• **Text section**:
══════════

I'm emetophobic. I've only known what this is for about three years now
- before that, I just felt like I was crazy. Never talked about it, but
I adopted all of the "weird" emetophobic habits... like using the
bathroom stall farthest from the door, being meticulous with food
hygiene, flushing toilets with my feet, avoiding public transportation,
no roller coasters, no drinking, etcetera.
I had an episode on Saturday that turned out really suck. I'm going to copy it directly from my LiveJournal.
My grandfather has cancer and is doing
chemotherapy, which most of you probably know makes you v- a LOT.
A whole bunch of my family came in for the weekend, because it's my grandma's 75th birthday.
We went out for supper, which was a stupid idea because grandpa isn't doing so well, he can barely walk, too.
Before the appetizers came, grandpa v-. I know wasn't his fault.
But I had a panic attack and spent the rest of the evening out on the restaurant's porch, shivering.
Mom yelled at me in front of the whole restaurant, calling me melodramatic and an insensitive jerk.
She doesn't believe that emetophobia is a real phobia. I've shown her
websites, tried to explain it - she thinks I'm just exaggerating for
attention. Yeah. Like I enjoy being yelled at in front of a hundred
people.
I feel absolutely horrible because I panicked and put my grandfather on
the spot. I can't talk to him about it because he's not an easy person
to talk to, and we've never been extremely close - but he only has a
few months left to live.
I'm confused as to what I can do about my parents... especially my mother.

══════════

• **The task**: Write out the passage from the post about emetophobia, from "We went out" up to and including "especially my mother.", with no changes.

══════════

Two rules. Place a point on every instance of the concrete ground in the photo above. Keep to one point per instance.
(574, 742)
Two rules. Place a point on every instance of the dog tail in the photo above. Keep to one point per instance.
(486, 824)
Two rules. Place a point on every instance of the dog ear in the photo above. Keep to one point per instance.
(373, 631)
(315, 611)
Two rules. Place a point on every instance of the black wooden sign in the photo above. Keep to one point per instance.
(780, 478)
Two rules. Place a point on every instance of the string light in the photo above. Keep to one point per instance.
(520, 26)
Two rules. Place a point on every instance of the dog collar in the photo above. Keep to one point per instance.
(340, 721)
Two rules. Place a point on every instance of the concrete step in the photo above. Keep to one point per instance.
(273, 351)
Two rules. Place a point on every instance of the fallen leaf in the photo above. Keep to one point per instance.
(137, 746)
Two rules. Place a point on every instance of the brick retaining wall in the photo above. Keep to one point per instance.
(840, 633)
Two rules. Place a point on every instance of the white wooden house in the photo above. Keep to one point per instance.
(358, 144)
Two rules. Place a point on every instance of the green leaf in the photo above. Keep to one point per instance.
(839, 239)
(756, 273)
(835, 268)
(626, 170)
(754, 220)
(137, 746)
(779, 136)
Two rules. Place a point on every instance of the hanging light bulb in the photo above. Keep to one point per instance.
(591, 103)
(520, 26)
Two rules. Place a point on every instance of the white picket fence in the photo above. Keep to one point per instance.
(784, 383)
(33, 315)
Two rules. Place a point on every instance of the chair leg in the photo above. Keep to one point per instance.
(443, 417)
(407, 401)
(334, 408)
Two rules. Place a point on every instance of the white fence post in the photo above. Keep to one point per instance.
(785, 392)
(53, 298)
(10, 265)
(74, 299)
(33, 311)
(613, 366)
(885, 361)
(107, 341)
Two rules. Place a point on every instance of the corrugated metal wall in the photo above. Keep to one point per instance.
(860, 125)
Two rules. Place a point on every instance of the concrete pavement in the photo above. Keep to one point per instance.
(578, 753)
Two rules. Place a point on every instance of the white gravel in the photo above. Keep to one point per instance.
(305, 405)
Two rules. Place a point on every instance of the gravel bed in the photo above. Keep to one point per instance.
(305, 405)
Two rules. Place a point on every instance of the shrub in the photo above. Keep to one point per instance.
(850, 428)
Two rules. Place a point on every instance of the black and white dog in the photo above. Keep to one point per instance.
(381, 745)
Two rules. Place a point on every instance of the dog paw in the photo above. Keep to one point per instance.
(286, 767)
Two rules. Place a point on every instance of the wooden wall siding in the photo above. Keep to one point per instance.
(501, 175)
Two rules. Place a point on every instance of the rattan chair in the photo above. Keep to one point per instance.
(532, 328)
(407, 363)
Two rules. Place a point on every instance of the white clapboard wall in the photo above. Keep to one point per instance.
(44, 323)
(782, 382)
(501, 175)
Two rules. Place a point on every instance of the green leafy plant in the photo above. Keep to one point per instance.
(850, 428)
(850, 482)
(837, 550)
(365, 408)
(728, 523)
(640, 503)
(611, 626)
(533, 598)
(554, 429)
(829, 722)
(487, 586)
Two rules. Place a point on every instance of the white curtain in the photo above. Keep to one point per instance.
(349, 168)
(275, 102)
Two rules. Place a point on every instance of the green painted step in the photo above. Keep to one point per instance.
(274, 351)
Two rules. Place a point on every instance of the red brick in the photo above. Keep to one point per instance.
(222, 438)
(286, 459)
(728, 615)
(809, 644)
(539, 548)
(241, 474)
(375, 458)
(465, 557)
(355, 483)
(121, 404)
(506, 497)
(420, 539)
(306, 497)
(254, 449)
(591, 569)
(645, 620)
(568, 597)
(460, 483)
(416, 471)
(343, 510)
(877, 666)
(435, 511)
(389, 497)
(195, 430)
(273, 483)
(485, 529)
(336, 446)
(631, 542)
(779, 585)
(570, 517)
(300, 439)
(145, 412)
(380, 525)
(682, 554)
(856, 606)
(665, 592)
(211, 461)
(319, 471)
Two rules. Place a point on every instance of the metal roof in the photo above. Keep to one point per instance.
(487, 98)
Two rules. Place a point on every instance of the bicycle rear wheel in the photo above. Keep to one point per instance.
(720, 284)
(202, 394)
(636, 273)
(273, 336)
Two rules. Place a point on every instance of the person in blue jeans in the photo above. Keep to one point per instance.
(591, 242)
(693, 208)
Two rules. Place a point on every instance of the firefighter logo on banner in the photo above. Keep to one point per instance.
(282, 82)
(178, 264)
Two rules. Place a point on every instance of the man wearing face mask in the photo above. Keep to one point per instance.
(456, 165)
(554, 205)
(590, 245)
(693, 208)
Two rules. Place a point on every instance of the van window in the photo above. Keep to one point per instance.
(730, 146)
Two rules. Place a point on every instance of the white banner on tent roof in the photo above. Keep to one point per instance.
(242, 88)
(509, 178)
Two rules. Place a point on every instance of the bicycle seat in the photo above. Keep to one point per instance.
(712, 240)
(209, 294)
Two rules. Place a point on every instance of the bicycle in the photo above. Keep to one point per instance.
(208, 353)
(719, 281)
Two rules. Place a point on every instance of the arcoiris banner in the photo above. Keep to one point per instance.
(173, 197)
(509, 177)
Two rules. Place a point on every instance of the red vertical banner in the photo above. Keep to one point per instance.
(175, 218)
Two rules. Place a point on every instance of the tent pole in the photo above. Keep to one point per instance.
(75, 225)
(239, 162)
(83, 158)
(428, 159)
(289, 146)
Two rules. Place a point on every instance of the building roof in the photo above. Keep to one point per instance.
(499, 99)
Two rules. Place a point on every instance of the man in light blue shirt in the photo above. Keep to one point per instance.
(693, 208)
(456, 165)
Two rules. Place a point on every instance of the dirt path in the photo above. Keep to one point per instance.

══════════

• **Reply**:
We went out for supper, which was a stupid idea because grandpa isn't doing so well, he can barely walk, too.
Before the appetizers came, grandpa v-. I know wasn't his fault.
But I had a panic attack and spent the rest of the evening out on the restaurant's porch, shivering.
Mom yelled at me in front of the whole restaurant, calling me melodramatic and an insensitive jerk.
She doesn't believe that emetophobia is a real phobia. I've shown her
websites, tried to explain it - she thinks I'm just exaggerating for
attention. Yeah. Like I enjoy being yelled at in front of a hundred
people.
I feel absolutely horrible because I panicked and put my grandfather on
the spot. I can't talk to him about it because he's not an easy person
to talk to, and we've never been extremely close - but he only has a
few months left to live.
I'm confused as to what I can do about my parents... especially my mother.